## What to do
A - According to the vascular dementia entry, what was vascular dementia formerly called?
B - Based on the vascular dementia entry, explain how the onset of vascular dementia can be abrupt.
C - Write what follows the last sentence of the ICD-10 vascular dementia entry.

Top of Page excerpt

A Z Psychiatry 


    

Ray's Web Encyclopedia of Mental Health

 

 

The ICD-10 Classification of Mental and Behavioural Disorders
World Health Organization, Geneva, 1992

Vascular Dementia

 


F01 Vascular Dementia

Vascular (formerly arteriosclerotic) dementia, which includes multi-infarct dementia, is distinguished from dementia in Alzheimer's disease by its history of onset, clinical features, and subsequent course. Typically, there is a history of transient ischaemic attacks with brief impairment of consciousness, fleeting pareses, or visual loss. The dementia may also follow a succession of acute cerebrovascular accidents or, less commonly, a single major stroke. Some impairment of memory and thinking then becomes apparent. Onset, which is usually in later life, can be abrupt, following one particular ischaemic episode, or there may be more gradual emergence. The dementia is usually the result of infarction of the brain due to vascular diseases, including hypertensive cerebrovascular disease. The infarcts are usually small but cumulative in their effect.

Bottom of Page excerpt
Top of Extracted information

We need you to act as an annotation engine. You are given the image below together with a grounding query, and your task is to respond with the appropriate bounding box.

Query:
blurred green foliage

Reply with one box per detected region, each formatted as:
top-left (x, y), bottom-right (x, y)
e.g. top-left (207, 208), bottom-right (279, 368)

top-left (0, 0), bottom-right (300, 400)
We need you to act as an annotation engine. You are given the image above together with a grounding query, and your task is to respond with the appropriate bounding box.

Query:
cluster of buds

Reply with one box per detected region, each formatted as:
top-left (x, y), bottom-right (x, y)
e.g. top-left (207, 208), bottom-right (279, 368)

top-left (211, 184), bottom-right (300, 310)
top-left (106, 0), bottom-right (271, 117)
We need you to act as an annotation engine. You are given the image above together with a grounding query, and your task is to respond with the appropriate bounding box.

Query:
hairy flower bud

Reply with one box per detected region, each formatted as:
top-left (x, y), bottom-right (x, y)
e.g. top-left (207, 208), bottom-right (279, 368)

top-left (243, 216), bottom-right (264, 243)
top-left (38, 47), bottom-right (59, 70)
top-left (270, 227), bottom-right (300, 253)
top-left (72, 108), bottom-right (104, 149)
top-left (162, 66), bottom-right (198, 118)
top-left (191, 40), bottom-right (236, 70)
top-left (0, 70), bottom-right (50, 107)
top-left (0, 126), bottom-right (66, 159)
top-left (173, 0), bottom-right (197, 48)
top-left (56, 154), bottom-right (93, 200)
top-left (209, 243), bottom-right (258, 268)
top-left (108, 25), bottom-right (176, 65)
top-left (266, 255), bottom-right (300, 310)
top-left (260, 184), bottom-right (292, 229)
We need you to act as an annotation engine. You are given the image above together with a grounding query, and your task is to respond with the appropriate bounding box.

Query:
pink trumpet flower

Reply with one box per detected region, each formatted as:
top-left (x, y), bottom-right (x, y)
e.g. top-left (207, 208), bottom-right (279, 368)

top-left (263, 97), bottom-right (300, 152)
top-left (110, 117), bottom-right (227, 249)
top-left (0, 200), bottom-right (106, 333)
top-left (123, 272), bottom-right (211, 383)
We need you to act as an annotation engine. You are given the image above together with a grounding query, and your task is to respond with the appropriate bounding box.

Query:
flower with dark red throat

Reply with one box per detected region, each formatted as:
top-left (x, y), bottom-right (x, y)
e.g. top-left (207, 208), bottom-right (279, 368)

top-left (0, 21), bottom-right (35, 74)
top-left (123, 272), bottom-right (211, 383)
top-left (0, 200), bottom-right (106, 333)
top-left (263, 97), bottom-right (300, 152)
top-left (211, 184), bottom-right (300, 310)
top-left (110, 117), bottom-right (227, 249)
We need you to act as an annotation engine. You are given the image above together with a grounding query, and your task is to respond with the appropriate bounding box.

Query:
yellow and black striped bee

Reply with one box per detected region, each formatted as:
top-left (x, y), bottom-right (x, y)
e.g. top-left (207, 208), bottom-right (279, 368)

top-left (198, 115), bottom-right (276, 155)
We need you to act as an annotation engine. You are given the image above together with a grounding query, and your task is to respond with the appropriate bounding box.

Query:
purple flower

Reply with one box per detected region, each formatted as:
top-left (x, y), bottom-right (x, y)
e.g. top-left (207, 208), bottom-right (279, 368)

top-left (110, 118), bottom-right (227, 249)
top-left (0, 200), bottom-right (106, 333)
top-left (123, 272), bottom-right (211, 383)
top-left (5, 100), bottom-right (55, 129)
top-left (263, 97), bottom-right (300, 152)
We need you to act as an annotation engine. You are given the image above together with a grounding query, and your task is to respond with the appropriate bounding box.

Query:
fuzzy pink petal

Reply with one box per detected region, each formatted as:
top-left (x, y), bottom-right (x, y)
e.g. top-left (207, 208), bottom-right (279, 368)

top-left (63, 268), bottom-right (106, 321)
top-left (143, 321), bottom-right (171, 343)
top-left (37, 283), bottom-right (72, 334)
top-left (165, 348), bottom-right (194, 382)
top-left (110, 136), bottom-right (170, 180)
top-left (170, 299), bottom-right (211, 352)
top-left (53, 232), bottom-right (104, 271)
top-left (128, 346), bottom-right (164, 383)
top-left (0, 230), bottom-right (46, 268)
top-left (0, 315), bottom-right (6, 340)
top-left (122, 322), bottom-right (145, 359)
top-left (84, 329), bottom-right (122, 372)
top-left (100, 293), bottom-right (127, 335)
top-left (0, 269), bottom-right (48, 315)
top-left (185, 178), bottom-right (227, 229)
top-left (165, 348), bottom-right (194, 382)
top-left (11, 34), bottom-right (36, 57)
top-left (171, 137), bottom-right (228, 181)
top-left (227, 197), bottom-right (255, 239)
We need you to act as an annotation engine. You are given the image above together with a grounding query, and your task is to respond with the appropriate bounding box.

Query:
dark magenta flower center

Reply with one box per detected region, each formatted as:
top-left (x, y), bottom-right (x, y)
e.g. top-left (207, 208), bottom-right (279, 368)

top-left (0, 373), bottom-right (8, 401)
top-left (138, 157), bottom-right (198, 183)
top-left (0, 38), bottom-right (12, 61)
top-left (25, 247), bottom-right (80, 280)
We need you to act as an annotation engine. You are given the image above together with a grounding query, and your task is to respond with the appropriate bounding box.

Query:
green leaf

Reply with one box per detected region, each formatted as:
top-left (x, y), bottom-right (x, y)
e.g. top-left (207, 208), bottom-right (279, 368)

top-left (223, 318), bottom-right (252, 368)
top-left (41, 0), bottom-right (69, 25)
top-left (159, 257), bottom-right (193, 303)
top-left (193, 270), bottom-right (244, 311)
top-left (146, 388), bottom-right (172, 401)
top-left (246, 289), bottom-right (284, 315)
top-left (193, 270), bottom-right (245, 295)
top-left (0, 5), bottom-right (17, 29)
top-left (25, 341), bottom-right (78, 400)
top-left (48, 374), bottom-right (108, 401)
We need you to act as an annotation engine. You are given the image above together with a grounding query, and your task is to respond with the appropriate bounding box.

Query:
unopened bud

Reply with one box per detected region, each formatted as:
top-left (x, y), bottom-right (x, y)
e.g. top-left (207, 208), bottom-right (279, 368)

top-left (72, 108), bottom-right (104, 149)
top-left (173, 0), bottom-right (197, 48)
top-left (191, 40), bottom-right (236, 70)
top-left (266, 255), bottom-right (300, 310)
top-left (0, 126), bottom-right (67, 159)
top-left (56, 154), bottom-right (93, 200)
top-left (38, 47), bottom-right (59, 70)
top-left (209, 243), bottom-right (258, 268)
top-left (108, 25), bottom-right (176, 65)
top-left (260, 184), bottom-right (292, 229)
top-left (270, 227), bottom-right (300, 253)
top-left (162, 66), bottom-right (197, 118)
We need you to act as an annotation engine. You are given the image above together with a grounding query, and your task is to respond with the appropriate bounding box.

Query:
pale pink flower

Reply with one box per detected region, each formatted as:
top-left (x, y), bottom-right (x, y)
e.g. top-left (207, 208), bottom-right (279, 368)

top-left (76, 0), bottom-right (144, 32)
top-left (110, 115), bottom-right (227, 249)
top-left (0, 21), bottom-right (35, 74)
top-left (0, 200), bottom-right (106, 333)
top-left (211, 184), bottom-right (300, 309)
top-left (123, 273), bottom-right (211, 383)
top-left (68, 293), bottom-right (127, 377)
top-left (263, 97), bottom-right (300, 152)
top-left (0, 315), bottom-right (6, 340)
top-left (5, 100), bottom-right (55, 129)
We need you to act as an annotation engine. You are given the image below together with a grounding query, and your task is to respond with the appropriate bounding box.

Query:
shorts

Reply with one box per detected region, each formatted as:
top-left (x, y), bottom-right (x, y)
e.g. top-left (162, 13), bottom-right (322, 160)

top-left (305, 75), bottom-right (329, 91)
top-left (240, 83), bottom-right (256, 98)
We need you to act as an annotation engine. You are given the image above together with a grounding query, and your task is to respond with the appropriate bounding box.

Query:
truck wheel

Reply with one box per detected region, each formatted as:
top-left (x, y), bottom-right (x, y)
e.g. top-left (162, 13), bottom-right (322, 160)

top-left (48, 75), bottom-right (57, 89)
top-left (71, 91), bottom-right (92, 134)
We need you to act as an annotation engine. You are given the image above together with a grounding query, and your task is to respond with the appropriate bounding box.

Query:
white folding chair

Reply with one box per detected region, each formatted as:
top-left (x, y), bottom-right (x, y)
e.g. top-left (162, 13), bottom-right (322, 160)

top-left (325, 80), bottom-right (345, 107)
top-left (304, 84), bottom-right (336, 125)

Bottom of Extracted information

## Results in order
A - It was formerly called arteriosclerotic dementia.

B - Onset can be abrupt when it follows one particular ischaemic episode. Otherwise, the dementia may emerge more gradually.

C -
 

Diagnostic Guidelines

The diagnosis presupposes the presence of a dementia as described above. Impairment of cognitive function is commonly uneven, so that there may be memory loss, intellectual impairment, and focal neurological signs. Insight and judgement may be relatively well preserved. An abrupt onset or a stepwise deterioration, as well as the presence of focal neurological signs and symptoms, increases the probability of the diagnosis; in some cases, confirmation can be provided only by computerized axial tomography or, ultimately, neuropathological examination.

Associated features are: hypertension, carotid bruit, emotional lability with transient depressive mood, weeping or explosive laughter, and transient episodes of clouded consciousness or delirium, often provoked by further infarction. Personality is believed to be relatively well preserved, but personality changes may be evident in a proportion of cases with apathy, disinhibition, or accentuation of previous traits such as egocentricity, paranoid attitudes, or irritability.

Includes:
* arteriosclerotic dementia

Differential Diagnosis
Consider: delirium (F05.-); other dementia, particularly in Alzheimer's disease (F00.-); mood [affective] disorders (F30-F39); mild or moderate mental retardation (F70-F71); subdural haemorrhage (traumatic (S06.5), nontraumatic (I62.0)).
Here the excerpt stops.